**Given information:**
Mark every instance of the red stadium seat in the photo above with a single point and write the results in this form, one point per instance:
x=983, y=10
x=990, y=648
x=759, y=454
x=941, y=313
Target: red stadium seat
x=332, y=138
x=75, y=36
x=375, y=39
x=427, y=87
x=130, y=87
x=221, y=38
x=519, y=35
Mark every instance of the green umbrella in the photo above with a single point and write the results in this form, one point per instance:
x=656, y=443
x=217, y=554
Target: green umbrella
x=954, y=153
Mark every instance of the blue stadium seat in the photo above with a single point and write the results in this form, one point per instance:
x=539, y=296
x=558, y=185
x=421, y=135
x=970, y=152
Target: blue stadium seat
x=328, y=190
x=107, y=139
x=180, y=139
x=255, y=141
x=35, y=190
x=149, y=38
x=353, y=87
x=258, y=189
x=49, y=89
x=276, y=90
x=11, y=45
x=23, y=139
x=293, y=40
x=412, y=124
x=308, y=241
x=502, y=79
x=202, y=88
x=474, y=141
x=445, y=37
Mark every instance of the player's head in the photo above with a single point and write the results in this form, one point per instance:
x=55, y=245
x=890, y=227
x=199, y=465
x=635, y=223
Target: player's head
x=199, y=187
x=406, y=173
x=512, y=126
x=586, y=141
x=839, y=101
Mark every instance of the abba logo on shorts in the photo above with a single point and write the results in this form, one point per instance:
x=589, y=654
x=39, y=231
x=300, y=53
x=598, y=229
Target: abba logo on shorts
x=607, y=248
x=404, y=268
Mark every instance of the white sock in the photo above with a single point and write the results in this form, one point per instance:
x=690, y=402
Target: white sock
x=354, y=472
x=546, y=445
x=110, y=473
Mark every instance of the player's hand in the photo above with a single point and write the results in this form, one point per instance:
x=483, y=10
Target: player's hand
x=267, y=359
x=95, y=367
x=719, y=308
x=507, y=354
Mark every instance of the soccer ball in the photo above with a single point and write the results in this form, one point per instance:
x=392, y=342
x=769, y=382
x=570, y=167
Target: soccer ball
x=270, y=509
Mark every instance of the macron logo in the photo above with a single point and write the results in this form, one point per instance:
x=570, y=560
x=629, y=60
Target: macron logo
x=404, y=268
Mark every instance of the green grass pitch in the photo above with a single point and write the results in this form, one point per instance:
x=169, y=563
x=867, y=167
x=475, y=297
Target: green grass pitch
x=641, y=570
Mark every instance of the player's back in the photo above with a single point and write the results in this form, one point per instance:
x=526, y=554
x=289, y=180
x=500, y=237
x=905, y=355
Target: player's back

**Brief:** Please give back only the lines starting with the one that contains "x=867, y=167" and ending with the last line of the listing, retyped exactly.

**Solution for this task:**
x=867, y=167
x=475, y=297
Target: green grass pitch
x=641, y=570
Mark every instance of the player's back in the photo above with a single point and write the results in this form, one point per instance:
x=526, y=554
x=289, y=180
x=500, y=237
x=905, y=355
Target: player's back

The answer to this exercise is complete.